> _Work to be completed_
Please rewrite the entries from the line with "Indicate the dense" up to and including the line with "Query: dense forest", replacing "dense forest" with "thick woodland" and leaving everything else unchanged.

── Given records

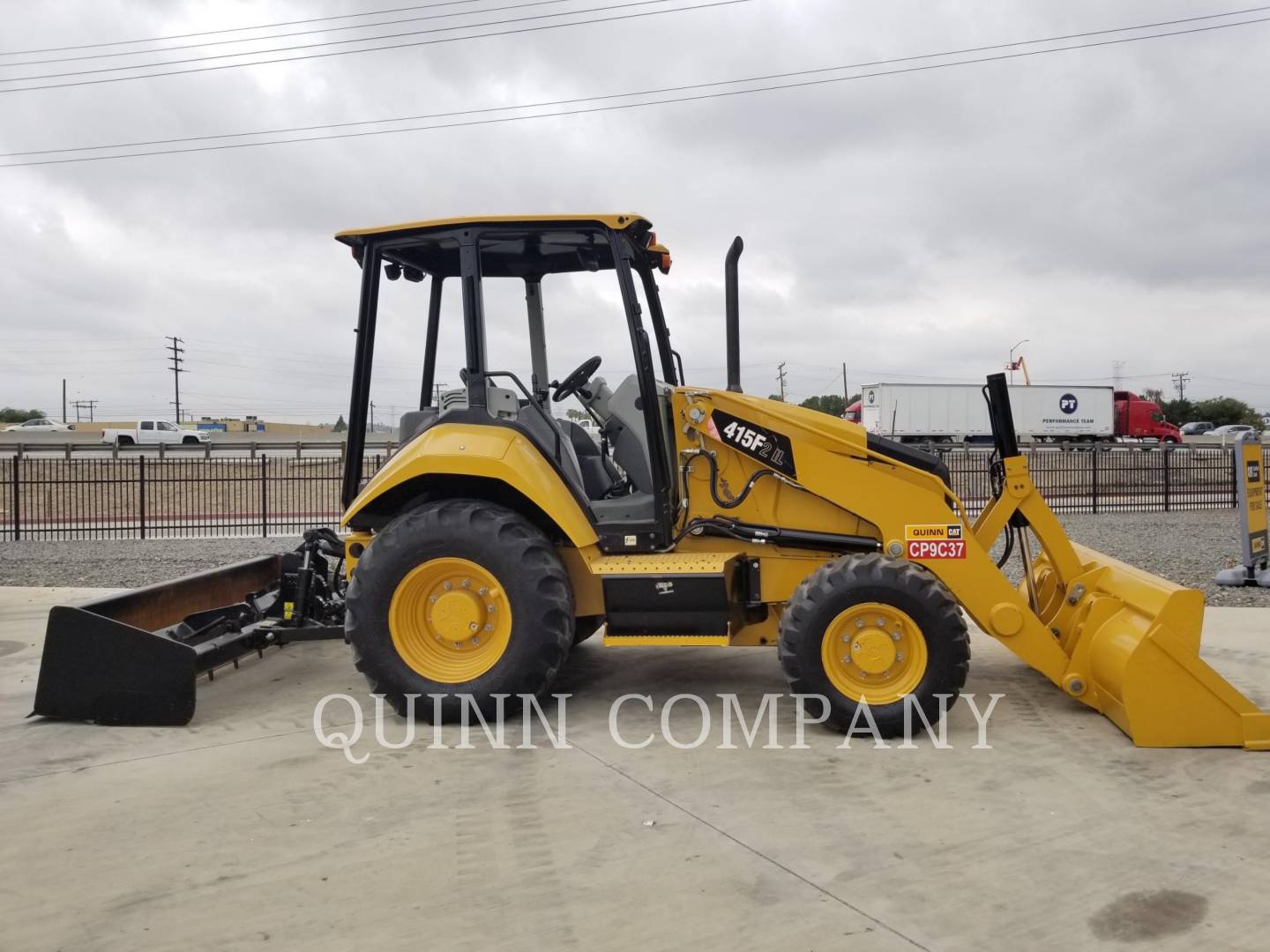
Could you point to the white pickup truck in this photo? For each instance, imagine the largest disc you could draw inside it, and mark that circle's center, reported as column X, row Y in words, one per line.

────
── Given records

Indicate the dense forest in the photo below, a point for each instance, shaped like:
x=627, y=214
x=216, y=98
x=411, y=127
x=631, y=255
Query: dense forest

────

> _The reply_
Indicate the thick woodland in the photo below, a point for each instance, shaped like:
x=627, y=214
x=216, y=98
x=411, y=127
x=631, y=255
Query: thick woodland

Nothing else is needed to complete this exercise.